Copy each line of the following data that contains "positive".

++++++++++++++++++++

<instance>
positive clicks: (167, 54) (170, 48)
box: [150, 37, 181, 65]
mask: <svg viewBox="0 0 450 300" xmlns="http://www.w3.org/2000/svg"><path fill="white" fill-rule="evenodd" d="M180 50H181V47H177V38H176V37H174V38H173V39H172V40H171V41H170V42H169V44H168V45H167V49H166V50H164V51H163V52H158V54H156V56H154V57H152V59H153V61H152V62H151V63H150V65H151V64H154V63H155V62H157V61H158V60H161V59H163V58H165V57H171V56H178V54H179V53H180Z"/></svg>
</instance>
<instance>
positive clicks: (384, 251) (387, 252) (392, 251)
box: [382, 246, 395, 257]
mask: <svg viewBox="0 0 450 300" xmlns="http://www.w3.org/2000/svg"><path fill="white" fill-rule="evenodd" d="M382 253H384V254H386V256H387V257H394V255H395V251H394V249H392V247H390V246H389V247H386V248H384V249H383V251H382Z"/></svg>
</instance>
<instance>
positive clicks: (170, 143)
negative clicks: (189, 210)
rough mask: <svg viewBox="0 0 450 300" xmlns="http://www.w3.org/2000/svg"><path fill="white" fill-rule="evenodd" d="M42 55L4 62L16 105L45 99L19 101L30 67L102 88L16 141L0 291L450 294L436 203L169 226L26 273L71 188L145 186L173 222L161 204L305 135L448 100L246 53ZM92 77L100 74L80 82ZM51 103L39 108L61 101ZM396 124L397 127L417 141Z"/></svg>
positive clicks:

++++++++++++++++++++

**Task output:**
positive clicks: (167, 54) (170, 48)
positive clicks: (384, 251) (387, 252) (392, 251)
positive clicks: (170, 143)
positive clicks:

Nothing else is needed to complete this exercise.